*Written tasks:*
A. In the text on xaitk-saliency interfaces, which intermediate algorithmic use cases separate the interfaces for saliency heatmap generation?
B. Write the next part of the xaitk-saliency interfaces text, picking up after its final sentence.

*Quoted text:*
--- START ---
==========
Interfaces
==========

The xaitk-saliency API consists of a number of object-oriented functor interfaces for saliency heatmap generation.
These initial interfaces focus on black-box visual saliency.
We define the two high-level requirements for this initial task: reference image perturbation in preparation for
black-box testing, and saliency heatmap generation utilizing black-box inputs.
We define a few similar interfaces for performing the saliency heatmap generation, separated by the intermediate
algorithmic use cases: image similarity, classification, and object detection.
We explicitly do not require an abstraction for the black-box operations to fit inside.
This is intended to allow for applications using these interfaces while leveraging existing functionality, which only
need to perform data formatting to fit the input defined here.
Note, however, that some interfaces are defined for certain black-box concepts as part of the SMQTK ecosystem (e.g.
in `SMQTK-Descriptors <https://github.com/Kitware/SMQTK-Descriptors>`_,
`SMQTK-Classifier <https://github.com/Kitware/SMQTK-Classifier>`_,
`SMQTK-Relevancy <https://github.com/Kitware/SMQTK-Relevancy>`_, and other ``SMQTK-* modules``).


These interfaces are based on the plugin and configuration features provided by
[SMQTK-Core](https://github.com/Kitware/SMQTK-Core), to allow convenient hooks
into implementation, discoverability, and factory generation from runtime configuration.
--- END ---
*Information provided:*
--- START ---
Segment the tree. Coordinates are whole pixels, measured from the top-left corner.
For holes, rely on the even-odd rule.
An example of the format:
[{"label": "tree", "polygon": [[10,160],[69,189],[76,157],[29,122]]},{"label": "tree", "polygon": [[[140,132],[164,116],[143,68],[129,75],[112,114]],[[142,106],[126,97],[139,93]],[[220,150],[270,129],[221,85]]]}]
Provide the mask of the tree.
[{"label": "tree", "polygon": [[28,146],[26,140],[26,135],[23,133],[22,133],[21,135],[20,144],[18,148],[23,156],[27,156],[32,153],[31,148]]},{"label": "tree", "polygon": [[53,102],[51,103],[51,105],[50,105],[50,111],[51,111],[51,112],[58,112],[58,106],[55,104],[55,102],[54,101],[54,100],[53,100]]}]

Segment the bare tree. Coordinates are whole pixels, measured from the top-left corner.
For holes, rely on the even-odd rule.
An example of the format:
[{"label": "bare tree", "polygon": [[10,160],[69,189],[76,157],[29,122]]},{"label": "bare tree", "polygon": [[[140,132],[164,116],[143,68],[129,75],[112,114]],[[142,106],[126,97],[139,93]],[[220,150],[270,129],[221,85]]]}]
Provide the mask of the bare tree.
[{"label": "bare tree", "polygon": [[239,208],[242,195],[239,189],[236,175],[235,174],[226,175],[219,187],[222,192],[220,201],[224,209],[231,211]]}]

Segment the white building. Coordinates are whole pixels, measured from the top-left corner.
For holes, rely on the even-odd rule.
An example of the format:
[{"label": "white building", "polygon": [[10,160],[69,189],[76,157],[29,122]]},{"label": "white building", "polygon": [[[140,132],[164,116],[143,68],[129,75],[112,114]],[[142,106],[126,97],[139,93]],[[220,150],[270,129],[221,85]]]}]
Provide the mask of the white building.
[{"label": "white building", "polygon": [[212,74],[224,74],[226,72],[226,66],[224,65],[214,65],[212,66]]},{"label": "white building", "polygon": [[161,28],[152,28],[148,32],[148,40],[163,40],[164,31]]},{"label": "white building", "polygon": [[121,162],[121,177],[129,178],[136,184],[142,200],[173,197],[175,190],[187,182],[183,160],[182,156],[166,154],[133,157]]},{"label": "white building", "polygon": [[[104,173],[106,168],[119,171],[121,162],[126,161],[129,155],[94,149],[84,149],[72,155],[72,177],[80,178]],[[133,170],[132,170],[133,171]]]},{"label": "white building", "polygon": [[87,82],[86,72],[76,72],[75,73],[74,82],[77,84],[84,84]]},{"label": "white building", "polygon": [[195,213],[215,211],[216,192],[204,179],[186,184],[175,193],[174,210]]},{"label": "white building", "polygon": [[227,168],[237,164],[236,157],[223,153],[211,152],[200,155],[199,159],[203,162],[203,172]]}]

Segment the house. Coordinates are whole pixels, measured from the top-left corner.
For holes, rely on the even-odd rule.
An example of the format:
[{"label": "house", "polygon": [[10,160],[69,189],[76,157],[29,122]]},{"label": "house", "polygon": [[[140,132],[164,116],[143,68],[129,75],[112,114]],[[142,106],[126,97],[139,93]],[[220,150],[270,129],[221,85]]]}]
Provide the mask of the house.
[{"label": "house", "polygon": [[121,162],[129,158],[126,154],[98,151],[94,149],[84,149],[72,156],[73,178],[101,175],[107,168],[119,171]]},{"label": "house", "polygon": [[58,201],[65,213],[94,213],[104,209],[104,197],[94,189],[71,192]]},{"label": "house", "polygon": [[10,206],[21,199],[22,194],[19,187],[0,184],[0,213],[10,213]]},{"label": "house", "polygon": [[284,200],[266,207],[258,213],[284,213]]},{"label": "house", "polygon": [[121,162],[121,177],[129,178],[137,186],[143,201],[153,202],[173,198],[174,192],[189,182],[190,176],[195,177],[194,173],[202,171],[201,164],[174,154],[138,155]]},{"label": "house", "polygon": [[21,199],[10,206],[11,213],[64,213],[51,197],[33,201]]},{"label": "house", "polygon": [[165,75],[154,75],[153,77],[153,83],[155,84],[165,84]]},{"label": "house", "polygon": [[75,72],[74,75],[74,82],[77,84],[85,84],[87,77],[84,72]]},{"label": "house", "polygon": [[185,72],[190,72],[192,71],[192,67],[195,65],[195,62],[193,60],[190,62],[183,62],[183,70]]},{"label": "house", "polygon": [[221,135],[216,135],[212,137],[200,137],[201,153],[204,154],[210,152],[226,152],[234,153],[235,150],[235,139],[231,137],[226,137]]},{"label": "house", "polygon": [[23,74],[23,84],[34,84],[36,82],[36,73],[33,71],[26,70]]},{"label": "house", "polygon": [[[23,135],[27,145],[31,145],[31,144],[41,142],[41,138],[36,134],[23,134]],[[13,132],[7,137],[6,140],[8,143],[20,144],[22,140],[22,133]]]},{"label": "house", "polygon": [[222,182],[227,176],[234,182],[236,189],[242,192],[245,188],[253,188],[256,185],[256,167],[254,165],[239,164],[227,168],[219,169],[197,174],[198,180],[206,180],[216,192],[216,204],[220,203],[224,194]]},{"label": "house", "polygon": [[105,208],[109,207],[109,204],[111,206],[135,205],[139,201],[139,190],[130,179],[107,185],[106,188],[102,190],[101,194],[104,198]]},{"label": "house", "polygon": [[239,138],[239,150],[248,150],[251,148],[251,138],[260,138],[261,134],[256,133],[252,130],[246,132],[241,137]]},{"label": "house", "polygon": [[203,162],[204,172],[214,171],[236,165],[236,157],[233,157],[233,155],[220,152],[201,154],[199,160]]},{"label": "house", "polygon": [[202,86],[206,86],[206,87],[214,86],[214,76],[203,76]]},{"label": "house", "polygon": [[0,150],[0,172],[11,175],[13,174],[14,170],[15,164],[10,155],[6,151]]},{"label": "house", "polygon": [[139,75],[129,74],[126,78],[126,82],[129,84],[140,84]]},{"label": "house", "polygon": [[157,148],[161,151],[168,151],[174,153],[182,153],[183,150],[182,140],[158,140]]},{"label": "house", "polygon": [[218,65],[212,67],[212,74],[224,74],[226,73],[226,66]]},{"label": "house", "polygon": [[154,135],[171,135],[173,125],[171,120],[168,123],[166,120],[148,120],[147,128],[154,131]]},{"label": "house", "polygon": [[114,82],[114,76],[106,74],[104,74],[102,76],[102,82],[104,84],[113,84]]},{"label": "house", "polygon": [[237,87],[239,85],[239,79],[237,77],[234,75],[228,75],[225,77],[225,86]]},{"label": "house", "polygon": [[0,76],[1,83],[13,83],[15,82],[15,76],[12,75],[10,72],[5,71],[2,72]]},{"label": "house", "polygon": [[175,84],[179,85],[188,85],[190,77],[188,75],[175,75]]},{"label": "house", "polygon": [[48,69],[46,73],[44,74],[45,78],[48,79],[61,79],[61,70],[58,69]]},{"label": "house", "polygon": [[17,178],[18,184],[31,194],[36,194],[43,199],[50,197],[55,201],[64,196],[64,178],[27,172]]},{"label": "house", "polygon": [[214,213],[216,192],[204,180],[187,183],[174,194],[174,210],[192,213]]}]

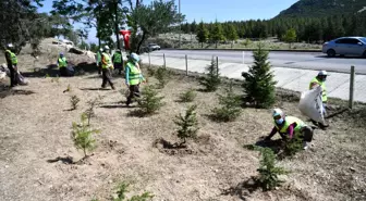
--- END ---
*Answers in order:*
A. Image similarity, classification, and object detection.

B.
This allows for both opaque discovery of interface implementations from a class-method on
the interface class object, as well as instantiation of a concrete instance via a JSON-like
configuration fed in from an outside resource.

.. figure:: figures/api-docs-fig-01.png

   Figure 1: Abstract Interface Inheritance.

.. When adding new classes within interfaces, sort them alphabetically.

------------------
Image Perturbation
------------------

The PerturbImage interface abstracts the behavior of taking a reference image and generating some number of
perturbations of the image along with paired mask matrices that indicate where perturbations have occurred and to
what amount.

Implementations should impart no side effects on the input image.

Immediate candidates for implementation of this interface are occlusion-based saliency algorithms [3] that perform
perturbations on image pixels.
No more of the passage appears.